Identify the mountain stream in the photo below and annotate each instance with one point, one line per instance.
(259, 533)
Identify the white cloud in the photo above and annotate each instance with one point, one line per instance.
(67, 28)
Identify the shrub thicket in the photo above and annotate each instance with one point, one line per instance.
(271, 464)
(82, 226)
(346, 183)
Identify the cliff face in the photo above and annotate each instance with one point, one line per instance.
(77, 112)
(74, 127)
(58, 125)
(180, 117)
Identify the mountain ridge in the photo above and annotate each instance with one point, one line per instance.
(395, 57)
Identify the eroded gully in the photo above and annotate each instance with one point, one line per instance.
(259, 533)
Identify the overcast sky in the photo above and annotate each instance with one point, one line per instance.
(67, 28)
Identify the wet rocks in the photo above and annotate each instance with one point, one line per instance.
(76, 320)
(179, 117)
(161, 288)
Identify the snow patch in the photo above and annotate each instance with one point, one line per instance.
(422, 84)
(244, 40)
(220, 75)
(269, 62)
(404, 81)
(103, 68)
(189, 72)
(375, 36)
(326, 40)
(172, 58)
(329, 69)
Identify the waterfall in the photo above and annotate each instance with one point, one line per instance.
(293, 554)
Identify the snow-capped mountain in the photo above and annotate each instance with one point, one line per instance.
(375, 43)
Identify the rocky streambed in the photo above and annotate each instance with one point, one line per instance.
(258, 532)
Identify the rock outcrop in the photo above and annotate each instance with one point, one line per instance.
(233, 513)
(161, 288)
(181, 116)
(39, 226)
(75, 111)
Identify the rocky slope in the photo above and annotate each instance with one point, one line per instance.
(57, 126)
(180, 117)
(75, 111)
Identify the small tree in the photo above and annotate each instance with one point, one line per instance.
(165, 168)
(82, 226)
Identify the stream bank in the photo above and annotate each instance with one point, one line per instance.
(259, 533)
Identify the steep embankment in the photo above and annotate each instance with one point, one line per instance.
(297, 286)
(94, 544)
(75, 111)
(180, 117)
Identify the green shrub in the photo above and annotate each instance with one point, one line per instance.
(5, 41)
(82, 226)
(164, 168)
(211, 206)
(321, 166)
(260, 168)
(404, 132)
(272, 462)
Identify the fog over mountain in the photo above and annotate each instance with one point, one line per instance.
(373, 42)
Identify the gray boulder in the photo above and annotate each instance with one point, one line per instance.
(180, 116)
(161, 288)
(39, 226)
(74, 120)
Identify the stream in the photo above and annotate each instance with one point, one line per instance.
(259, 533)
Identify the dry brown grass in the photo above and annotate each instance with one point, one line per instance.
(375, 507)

═══

Given request
Copy out all of the data above, changing every occurrence of "annotate" to "label" and keeping the rest the same.

The response
Identify the mountain stream in the photo below and label each instance with one point, one line per instance.
(259, 533)
Identify the white cloud in the photo above and label each instance with one point, one line per instance.
(67, 28)
Identify the shrub thicket in the photo above and label each instance with one point, one line per instance.
(271, 464)
(82, 226)
(346, 183)
Identify the cliff face in the photo above and label each instance with one point, one line per instance.
(77, 112)
(74, 127)
(58, 125)
(180, 117)
Identify the mountain ridge in the photo above and label each instance with one point, one line per instance.
(395, 57)
Identify the eroded gully in the photo above and label each instance with one point, one line per instance.
(259, 533)
Identify the overcast sky in the photo above and label each instance with one point, one line per instance.
(67, 28)
Identify the wet rocks in the photo above and label each instance with one point, one line per instance.
(76, 320)
(179, 117)
(161, 288)
Identify the snow patch in the photo above and label each instance with one point, one line per instance.
(422, 84)
(244, 40)
(220, 75)
(269, 62)
(404, 81)
(103, 68)
(189, 72)
(375, 36)
(326, 40)
(172, 58)
(329, 69)
Identify the waterfall in the photo above and label each instance with one point, one line per instance.
(293, 554)
Identify the snow-capped mountain in the photo above and label each instance with one point, one line per instance.
(375, 43)
Identify the rocky streambed in the photo above and label each instance with one point, one line per instance.
(258, 532)
Identify the rock outcrop in the photo above and label each instance with one point, one line per instance.
(233, 513)
(161, 288)
(181, 116)
(39, 226)
(75, 111)
Identify the rocky slope in the photo above and label each instance with one point, one line per instance.
(57, 126)
(180, 117)
(75, 111)
Identify the small tree in the photo above and label each instance with one point, one line per instance.
(165, 168)
(82, 226)
Identify the stream bank in the photo above and label each instance with one point, one line per instance.
(259, 533)
Identify the steep embankment in the photo above and label each instance with one point, one line per instance.
(297, 286)
(94, 544)
(75, 111)
(180, 117)
Identify the green shrub in the photo above and label each instance with one point, one line per instance.
(5, 41)
(82, 226)
(164, 168)
(211, 206)
(321, 166)
(260, 168)
(404, 132)
(272, 462)
Identify the fog over mountain in the photo above and label each instance with one point, one line per instance.
(373, 42)
Identify the gray boulder in the photo above and label each instance with one point, one line per instance.
(180, 116)
(161, 288)
(39, 226)
(74, 120)
Identify the stream in the photo above and label each instance with one point, one line per instance.
(259, 533)
Identify the dry brown grass in the photo above and label each instance with one point, one line per instance.
(375, 507)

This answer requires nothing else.